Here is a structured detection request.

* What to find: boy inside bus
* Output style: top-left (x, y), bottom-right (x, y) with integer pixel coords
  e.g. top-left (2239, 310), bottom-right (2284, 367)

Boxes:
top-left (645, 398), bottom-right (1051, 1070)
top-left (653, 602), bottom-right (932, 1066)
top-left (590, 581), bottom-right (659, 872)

........

** What is needed **
The records above are to be set down again exactly as written.

** Answer **
Here is a structured detection request.

* What to find: boy inside bus
* Output style: top-left (x, y), bottom-right (x, y) with integer pixel coords
  e.g. top-left (2239, 310), bottom-right (2284, 367)

Boxes:
top-left (645, 398), bottom-right (1051, 1070)
top-left (653, 602), bottom-right (932, 1066)
top-left (590, 581), bottom-right (659, 872)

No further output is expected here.